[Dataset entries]
++++
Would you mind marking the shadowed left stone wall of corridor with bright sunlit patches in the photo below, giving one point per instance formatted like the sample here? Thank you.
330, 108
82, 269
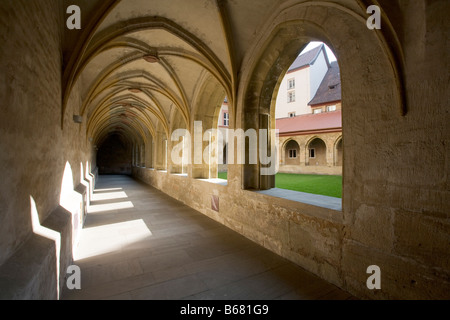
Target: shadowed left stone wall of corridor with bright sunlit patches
41, 163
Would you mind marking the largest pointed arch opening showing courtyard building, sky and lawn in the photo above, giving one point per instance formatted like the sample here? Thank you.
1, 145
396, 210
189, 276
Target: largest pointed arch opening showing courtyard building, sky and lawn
308, 116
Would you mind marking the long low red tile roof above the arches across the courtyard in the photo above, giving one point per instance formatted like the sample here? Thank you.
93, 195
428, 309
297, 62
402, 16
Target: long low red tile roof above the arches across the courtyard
310, 123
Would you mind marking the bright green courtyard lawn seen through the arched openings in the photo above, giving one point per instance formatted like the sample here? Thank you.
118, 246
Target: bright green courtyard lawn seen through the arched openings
310, 183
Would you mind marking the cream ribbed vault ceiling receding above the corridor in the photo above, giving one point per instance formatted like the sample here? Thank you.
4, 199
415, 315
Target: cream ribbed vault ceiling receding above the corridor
142, 65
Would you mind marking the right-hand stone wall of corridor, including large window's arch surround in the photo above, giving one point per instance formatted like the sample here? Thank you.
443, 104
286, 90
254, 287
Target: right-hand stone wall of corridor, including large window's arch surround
395, 167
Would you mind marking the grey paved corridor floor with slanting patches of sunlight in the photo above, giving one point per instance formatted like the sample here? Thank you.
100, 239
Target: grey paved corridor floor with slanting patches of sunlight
138, 243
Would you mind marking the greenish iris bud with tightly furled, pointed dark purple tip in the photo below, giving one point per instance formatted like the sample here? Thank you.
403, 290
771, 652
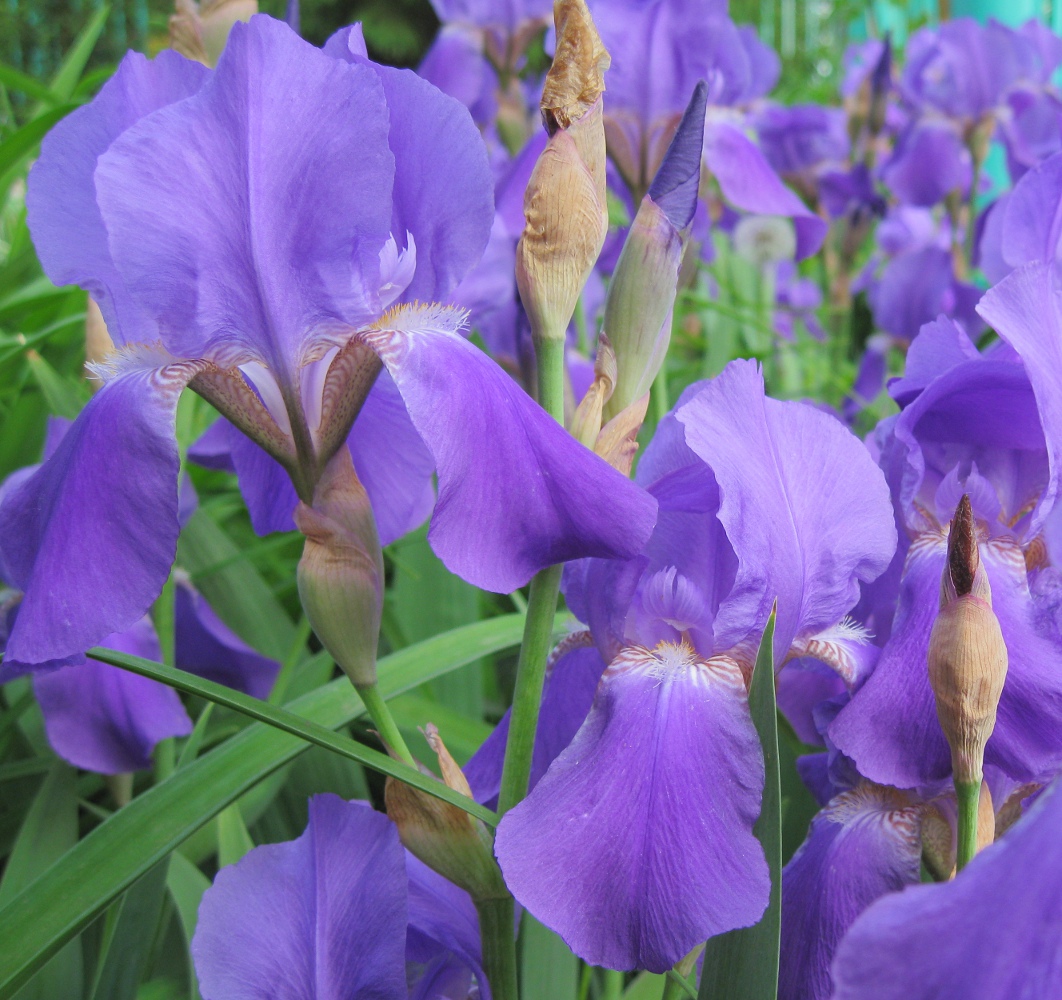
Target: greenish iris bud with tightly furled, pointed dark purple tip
638, 312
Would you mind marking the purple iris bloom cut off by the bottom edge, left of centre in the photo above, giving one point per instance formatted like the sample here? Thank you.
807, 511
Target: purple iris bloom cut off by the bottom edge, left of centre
341, 912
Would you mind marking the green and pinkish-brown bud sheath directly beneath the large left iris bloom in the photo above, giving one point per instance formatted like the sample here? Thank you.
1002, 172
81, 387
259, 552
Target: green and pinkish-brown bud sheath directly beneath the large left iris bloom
341, 573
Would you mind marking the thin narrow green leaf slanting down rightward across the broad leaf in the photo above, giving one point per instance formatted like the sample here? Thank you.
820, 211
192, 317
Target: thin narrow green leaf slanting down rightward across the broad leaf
289, 722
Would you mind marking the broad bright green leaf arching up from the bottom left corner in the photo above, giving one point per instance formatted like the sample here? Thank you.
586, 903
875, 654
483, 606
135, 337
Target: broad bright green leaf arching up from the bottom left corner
59, 905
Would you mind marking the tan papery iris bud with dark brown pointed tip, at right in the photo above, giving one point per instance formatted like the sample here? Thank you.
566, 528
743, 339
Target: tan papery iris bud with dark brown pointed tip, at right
968, 657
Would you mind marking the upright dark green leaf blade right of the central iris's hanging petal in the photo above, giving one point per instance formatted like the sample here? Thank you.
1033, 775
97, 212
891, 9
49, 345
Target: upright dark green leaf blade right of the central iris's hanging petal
745, 963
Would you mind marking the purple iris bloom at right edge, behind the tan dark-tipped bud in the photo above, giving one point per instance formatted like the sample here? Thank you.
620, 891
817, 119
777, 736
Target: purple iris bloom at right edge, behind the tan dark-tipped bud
985, 425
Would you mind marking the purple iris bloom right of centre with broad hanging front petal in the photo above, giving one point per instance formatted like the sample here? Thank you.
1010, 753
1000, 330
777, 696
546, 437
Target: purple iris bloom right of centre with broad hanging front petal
760, 501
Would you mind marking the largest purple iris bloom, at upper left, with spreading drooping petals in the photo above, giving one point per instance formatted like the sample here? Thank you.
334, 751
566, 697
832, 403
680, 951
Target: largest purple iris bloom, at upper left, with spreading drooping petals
249, 233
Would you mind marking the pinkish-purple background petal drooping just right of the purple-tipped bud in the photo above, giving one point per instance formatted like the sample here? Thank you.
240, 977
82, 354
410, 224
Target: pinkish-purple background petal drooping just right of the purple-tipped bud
748, 183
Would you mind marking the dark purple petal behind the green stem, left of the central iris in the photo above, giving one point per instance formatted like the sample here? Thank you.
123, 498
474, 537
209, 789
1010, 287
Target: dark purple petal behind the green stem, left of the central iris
571, 684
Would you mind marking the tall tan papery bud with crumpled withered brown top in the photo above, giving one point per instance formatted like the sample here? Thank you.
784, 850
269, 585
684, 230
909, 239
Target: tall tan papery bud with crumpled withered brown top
564, 206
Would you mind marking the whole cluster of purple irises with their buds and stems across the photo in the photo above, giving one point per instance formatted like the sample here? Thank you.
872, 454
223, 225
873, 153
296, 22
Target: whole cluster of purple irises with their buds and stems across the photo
306, 238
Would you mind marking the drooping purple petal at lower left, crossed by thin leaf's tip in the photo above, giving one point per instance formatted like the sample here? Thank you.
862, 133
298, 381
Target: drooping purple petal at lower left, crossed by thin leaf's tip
109, 720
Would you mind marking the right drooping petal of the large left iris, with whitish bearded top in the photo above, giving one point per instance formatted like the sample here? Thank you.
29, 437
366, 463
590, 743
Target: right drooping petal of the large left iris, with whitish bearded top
517, 493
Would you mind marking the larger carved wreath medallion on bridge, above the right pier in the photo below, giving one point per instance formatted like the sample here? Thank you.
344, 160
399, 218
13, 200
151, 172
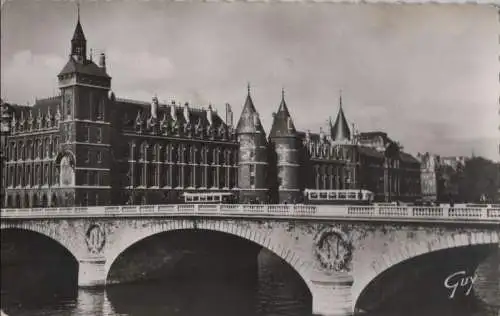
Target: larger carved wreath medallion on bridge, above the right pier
333, 250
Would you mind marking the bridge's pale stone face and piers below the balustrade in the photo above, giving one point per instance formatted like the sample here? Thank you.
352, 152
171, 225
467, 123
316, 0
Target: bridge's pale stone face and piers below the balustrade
336, 260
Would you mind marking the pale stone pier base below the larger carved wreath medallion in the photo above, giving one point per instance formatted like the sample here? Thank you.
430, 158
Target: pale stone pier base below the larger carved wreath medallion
331, 295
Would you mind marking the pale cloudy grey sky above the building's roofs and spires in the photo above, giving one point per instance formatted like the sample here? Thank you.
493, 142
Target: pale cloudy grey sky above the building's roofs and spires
425, 74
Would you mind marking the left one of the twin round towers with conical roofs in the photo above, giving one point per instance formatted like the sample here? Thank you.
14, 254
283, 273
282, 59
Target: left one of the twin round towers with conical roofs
252, 156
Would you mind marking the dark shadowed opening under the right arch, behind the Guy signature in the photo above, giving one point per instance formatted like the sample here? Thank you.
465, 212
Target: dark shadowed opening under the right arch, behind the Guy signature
418, 283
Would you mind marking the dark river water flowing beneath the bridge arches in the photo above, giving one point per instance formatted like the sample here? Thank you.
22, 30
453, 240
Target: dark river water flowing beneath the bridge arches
276, 291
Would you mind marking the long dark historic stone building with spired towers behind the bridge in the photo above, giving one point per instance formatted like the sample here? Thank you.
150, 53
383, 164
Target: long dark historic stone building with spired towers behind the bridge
88, 147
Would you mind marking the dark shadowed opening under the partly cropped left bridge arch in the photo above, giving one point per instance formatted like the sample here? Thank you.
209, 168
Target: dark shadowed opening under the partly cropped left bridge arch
36, 270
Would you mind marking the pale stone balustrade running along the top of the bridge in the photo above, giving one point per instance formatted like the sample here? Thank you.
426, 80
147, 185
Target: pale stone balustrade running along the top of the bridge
484, 214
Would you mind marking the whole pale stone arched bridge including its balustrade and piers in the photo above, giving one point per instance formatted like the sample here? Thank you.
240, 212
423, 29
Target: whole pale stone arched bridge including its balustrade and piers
338, 251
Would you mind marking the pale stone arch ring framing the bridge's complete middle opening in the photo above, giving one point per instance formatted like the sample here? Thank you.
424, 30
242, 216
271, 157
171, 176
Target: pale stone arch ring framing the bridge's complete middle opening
285, 253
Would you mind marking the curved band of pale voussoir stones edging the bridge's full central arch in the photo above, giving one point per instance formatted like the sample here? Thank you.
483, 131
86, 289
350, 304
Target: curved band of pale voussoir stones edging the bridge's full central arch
284, 253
++++
Take the records above from their first line through the line with "Would you mind marking the long low" and set those lines down word for word, minus the pictures.

_Response area_.
Would you mind marking the shadowed left stone wall of corridor with bright sunlit patches in the photo below, giving one point per instance formatted like the sample here? Thank you.
330, 108
82, 269
Target: shadowed left stone wall of corridor with bright sunlit patches
41, 163
Would you mind marking the largest pointed arch opening showing courtyard building, sky and lawn in the photo above, giving one point per instance formatted like the sample here? Thank you.
1, 145
396, 210
189, 276
Target: largest pointed arch opening showing courtyard building, sky and lawn
308, 116
Would you mind marking the long low red tile roof above the arches across the courtyard in the photo above, giving one point per instance formatted like the sample here? Thank you.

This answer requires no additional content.